__Trecho selecionado__.
________________________________________

Por sofrer com crises de hipoglicemia noturna, foi indicado que a estudante utilizasse uma bomba de insulina de infusão contínua, que funciona como um pâncreas artificial. O aparelho custa aproximadamente R$ 15 mil. Para a família dela, a opção foi recorrer ao plano de saúde particular. “Foi difícil, mas é a opção mais viável, porque pelo Governo o tempo de espera seria muito maior”.

Complicações

A falta da insulina pode acarretar diversas complicações aos pacientes, seja a curto ou longo prazo. “O diabético começa a urinar muito, e isso pode levar à desidratação. O corpo fica mais vulnerável a infecções de qualquer tipo e, para que isso evolua, é rápido. Muitas pacientes procuram as emergências com mal estar, mas esses sintomas são negligenciados e o quadro pode evoluir. Lesões simples nos pés também são preocupantes, pois o risco de infecção é maior e isso leva a amputação. Somando problemas como hipertensão, que acomete 50% dos diabéticos. O infarto, por exemplo, é a maior causa de morte entre pacientes com diabetes, junto com o acidente vascular cerebral (AVC). Também é a maior causa de insuficiência renal e cegueira em adultos”, explica a endocrinologista Geísa Macedo. Segundo ela, esta é a quarta doença que mais mata no País.

________________________________________

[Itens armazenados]
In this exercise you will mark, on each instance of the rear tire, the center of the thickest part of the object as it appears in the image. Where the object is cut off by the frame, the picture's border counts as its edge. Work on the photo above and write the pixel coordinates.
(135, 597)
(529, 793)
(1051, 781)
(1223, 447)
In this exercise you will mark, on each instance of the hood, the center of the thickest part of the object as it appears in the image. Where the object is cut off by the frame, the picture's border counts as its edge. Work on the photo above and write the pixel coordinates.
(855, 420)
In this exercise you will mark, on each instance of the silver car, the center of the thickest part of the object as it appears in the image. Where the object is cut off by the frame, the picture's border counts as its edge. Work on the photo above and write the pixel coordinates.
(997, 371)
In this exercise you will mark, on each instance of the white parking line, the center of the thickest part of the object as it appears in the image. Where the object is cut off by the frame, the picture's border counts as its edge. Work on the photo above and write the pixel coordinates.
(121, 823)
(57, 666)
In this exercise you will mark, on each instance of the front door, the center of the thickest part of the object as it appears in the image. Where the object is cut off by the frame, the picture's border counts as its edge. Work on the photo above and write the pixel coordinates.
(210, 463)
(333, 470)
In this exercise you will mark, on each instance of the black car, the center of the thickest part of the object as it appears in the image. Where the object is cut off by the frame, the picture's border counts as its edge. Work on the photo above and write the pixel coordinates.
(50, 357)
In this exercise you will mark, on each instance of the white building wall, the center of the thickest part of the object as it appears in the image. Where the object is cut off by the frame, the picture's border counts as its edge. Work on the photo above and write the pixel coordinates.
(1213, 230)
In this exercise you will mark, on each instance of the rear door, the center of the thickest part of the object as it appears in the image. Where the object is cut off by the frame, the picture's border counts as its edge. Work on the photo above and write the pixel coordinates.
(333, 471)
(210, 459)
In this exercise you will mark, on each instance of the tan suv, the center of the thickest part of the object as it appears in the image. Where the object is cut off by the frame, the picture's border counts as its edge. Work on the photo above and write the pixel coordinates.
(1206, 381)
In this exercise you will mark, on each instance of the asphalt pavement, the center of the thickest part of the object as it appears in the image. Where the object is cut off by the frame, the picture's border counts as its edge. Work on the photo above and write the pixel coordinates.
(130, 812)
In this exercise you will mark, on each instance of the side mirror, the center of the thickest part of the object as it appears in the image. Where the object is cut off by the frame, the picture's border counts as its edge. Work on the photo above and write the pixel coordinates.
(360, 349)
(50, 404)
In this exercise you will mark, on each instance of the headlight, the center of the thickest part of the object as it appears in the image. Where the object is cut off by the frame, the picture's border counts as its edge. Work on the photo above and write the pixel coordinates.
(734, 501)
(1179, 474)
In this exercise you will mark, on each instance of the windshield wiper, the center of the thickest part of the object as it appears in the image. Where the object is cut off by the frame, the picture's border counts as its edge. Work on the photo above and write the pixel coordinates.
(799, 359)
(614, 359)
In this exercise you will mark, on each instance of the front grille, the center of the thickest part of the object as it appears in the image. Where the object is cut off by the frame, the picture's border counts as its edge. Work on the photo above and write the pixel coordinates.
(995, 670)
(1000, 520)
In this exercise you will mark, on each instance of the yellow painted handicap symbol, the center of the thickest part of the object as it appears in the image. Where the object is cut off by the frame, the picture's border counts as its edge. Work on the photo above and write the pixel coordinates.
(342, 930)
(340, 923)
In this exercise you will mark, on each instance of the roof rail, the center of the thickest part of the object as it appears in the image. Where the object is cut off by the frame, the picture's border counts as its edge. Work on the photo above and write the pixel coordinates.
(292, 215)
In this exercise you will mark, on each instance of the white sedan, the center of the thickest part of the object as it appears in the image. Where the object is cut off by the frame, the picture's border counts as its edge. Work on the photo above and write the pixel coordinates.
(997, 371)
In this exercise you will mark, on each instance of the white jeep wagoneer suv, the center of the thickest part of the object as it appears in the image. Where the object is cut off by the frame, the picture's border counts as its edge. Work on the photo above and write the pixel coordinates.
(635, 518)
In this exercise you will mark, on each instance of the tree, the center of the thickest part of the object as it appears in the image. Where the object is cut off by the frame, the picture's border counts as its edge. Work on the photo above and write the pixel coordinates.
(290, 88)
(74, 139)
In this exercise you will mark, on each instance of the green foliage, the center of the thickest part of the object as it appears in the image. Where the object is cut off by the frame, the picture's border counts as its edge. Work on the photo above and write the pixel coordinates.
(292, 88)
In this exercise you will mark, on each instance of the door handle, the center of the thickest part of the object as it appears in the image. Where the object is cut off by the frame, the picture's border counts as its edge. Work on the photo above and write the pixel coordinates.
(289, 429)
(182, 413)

________________________________________

__Instruções__.
[a] No trecho sobre diabetes, a fala da endocrinologista cita problemas de saúde a partir das palavras "Somando problemas como hipertensão" até o fim. Liste todos eles.
[b] Retome o trecho sobre diabetes a partir do ponto em que ele termina e escreva a continuação.

__Respostas__.
[a] Hipertensão, infarto, acidente vascular cerebral (AVC), insuficiência renal, cegueira

[b]
A dificuldade nos medicamentos não é a única queixa das famílias com diabéticos. A artesã Celi Regina Pereira, 50, tem uma filha que sofre com diabetes há quatro anos. Thalita Dias tem 29 anos e é deficiente auditiva. No caso dela, o medidor de glicose oferecido pelo Estado também é ineficaz. “Nós usávamos um glicosímetro que funcionava bem. Por achar caro, o Governo trocou de marca, mas essa segunda não funciona. Eles disponibilizam fitas para esse novo medidor, por isso precisamos comprar para que Thalita use o aparelho antigo, que é mais preciso”. Segundo a artesã, em uma das falhas do novo equipamento, a jovem sofreu convulsões e teve que ser hospitalizada. “A glicose dava alta e nós aplicávamos insulina. Os valores não baixavam e depois de várias doses, ela passou mal com hipoglicemia, mas o aparelho continuava dando valores que não coincidiam com o nível glicêmico dela. Quando reclamamos, o Governo disse, em outras palavras, que nós é que não sabíamos usar”, denuncia.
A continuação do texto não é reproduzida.